**Task to complete**
Give each line of the material as one string in a JSON list, leaving out any blank lines.

Collected data entries
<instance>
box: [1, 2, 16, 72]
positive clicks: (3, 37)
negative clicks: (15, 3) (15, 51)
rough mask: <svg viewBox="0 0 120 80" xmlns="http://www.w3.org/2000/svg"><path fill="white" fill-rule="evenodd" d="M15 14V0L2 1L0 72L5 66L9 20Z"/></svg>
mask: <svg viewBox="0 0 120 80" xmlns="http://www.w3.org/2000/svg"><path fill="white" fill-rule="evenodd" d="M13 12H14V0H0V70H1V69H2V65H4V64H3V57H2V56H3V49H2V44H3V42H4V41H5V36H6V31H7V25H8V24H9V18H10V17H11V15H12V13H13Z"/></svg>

**Response**
[
  "<instance>",
  "box: [1, 2, 16, 72]",
  "positive clicks: (3, 37)",
  "negative clicks: (15, 3) (15, 51)",
  "rough mask: <svg viewBox=\"0 0 120 80\" xmlns=\"http://www.w3.org/2000/svg\"><path fill=\"white\" fill-rule=\"evenodd\" d=\"M15 14V0L2 1L0 72L5 66L9 20Z\"/></svg>",
  "mask: <svg viewBox=\"0 0 120 80\" xmlns=\"http://www.w3.org/2000/svg\"><path fill=\"white\" fill-rule=\"evenodd\" d=\"M13 12H14V0H0V70H1V69H2V65H4V64H3V57H2V56H3V49H2V44H3V42H4V41H5V36H6V31H7V25H8V24H9V18H10V17H11V15H12V13H13Z\"/></svg>"
]